Reproduce the records verbatim, line for line, omitting any picture from your output.
• • •
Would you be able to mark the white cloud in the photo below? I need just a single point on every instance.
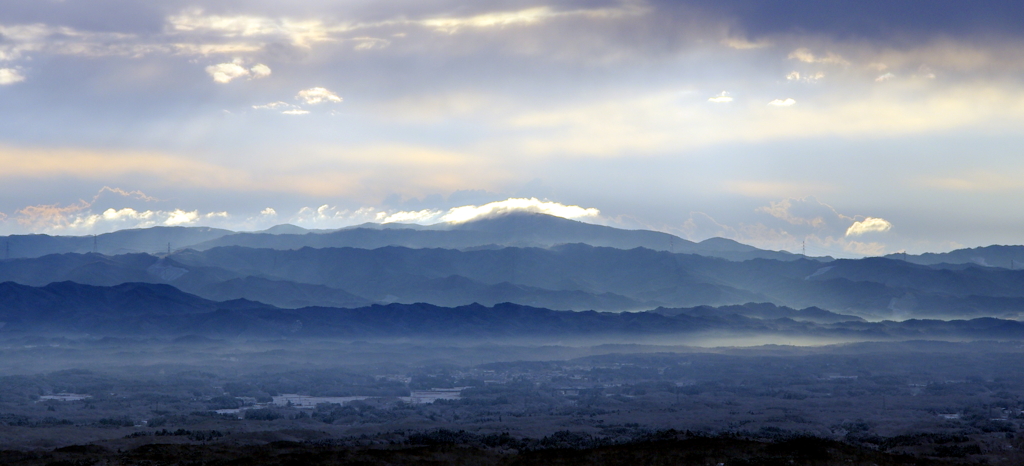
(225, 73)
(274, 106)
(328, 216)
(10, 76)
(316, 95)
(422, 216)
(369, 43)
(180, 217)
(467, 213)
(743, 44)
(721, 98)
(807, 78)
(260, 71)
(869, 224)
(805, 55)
• • •
* [Exercise solution]
Would you be able to mark the white cloud in the photo below? I need just a single point on every instance.
(225, 73)
(274, 106)
(328, 216)
(10, 76)
(316, 95)
(422, 216)
(369, 43)
(180, 217)
(467, 213)
(743, 44)
(721, 98)
(807, 78)
(260, 71)
(869, 224)
(805, 55)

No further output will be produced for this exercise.